▸ Work required: Copy every line of the records that includes the word "harness".

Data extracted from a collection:
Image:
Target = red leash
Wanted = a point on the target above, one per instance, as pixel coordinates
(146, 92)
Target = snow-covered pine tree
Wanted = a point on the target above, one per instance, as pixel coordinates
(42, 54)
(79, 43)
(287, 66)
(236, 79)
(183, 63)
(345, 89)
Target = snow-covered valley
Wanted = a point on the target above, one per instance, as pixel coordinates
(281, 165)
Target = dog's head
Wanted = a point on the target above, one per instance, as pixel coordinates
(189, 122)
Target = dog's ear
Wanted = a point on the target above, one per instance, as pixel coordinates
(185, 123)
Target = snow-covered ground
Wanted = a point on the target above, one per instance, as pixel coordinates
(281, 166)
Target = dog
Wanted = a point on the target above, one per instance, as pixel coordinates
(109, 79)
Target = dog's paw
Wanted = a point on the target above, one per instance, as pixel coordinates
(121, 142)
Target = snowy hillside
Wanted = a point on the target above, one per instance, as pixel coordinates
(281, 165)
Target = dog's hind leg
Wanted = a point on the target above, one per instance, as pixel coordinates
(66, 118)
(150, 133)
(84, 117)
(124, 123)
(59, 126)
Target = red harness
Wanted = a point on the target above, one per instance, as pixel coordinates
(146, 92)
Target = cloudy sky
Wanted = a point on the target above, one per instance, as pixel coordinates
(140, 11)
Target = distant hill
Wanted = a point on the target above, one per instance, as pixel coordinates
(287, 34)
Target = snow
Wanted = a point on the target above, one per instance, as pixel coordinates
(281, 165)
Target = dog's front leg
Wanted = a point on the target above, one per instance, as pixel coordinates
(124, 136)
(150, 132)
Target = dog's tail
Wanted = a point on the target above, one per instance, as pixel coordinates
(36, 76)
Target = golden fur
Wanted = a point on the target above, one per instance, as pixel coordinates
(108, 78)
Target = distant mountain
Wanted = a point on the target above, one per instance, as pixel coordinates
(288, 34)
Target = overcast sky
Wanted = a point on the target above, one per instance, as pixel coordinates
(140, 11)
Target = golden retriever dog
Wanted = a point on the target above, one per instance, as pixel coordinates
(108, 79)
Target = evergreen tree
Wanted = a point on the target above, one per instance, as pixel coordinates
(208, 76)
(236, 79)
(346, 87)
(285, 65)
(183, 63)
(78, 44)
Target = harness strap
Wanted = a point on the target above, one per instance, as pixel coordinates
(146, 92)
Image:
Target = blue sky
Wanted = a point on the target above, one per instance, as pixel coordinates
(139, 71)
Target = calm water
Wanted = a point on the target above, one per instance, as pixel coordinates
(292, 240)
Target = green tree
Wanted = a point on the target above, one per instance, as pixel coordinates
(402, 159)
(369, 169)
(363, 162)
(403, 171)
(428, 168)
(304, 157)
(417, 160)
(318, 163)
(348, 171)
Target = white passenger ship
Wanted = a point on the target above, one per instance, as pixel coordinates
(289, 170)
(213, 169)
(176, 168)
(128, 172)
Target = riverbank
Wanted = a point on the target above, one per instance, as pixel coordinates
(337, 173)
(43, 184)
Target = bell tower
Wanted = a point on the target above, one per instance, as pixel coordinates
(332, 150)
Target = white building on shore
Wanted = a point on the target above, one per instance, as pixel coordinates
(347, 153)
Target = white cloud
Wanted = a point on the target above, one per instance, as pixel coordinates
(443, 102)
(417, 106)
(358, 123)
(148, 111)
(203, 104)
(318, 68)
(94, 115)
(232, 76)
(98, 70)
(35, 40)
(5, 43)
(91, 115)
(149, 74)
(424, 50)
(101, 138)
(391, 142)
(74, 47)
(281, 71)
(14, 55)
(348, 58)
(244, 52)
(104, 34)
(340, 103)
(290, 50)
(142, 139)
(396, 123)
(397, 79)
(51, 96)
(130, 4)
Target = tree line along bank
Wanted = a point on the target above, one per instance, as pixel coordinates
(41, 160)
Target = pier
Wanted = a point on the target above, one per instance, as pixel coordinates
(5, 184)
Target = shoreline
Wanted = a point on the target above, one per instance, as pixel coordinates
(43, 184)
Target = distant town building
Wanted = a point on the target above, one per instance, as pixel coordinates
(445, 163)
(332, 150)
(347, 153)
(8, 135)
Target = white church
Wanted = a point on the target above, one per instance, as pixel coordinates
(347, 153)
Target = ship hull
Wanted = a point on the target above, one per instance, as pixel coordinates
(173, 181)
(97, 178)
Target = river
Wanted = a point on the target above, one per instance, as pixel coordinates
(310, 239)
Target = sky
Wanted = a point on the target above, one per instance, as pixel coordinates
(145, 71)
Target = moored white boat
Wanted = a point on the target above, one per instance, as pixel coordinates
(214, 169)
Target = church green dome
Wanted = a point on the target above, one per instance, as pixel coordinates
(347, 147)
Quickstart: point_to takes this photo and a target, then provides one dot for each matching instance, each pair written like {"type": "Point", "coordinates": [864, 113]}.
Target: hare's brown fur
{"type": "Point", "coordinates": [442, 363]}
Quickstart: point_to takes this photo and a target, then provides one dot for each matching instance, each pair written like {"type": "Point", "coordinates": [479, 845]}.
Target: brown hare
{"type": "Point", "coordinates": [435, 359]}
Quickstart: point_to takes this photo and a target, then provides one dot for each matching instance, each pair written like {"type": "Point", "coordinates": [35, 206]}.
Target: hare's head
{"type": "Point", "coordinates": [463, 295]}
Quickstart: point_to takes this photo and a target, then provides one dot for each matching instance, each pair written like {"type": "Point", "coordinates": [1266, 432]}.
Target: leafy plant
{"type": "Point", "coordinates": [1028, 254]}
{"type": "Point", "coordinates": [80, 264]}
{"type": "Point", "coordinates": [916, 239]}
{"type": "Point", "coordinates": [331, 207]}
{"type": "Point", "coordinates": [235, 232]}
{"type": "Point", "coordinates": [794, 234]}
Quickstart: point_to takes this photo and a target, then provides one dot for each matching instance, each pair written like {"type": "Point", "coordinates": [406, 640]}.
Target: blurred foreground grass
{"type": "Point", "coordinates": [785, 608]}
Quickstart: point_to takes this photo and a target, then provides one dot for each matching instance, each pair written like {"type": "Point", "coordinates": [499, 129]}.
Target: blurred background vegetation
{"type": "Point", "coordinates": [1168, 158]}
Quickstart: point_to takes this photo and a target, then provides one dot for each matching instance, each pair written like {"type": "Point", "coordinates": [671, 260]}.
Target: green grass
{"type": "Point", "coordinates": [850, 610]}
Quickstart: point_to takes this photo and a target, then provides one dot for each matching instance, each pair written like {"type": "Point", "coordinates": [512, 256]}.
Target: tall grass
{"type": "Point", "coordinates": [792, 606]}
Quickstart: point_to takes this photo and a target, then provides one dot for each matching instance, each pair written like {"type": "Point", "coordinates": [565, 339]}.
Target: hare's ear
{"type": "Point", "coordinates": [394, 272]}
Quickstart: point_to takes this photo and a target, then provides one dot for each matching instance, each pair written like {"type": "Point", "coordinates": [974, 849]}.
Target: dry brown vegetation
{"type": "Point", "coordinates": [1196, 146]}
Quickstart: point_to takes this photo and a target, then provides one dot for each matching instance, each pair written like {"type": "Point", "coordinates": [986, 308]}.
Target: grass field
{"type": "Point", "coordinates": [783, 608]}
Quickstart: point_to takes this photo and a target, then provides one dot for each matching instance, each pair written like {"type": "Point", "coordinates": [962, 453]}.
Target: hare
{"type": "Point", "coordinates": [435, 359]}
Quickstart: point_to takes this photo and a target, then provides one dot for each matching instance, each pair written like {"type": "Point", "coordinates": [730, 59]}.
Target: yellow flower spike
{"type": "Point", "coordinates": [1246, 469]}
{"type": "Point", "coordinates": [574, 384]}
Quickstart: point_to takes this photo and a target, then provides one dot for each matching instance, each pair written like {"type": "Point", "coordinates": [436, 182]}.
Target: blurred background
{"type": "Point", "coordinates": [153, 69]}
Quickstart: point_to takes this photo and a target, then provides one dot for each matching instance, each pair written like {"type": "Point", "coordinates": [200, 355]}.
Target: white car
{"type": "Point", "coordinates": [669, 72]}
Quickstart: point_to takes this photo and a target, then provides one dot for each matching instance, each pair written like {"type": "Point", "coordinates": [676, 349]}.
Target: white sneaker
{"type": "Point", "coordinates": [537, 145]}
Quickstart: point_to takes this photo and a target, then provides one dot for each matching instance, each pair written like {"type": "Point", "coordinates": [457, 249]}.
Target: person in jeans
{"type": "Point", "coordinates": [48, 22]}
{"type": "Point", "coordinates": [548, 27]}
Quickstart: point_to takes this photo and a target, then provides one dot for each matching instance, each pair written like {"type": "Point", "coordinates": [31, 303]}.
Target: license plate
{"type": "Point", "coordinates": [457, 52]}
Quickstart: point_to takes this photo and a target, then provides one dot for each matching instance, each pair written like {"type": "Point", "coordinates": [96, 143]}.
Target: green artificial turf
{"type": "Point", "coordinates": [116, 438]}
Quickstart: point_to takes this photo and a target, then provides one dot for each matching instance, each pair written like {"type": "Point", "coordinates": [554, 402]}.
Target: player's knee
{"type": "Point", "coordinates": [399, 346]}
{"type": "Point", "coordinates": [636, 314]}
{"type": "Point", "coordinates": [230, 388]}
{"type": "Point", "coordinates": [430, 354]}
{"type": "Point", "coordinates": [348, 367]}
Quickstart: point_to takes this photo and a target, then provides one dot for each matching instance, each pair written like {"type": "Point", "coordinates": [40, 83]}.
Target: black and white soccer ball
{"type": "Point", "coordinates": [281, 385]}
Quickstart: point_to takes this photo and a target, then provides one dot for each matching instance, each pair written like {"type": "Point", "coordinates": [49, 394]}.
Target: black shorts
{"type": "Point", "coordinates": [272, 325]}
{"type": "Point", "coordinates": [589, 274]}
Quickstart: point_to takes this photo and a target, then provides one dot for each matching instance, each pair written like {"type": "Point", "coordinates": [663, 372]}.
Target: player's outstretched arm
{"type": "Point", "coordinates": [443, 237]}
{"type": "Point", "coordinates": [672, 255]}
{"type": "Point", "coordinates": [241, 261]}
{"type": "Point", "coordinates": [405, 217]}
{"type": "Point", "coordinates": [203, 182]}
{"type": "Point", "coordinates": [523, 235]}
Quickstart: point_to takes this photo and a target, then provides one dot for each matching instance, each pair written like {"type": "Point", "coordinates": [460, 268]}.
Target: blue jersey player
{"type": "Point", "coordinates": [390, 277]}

▸ Reply:
Target = red harness
Target = harness strap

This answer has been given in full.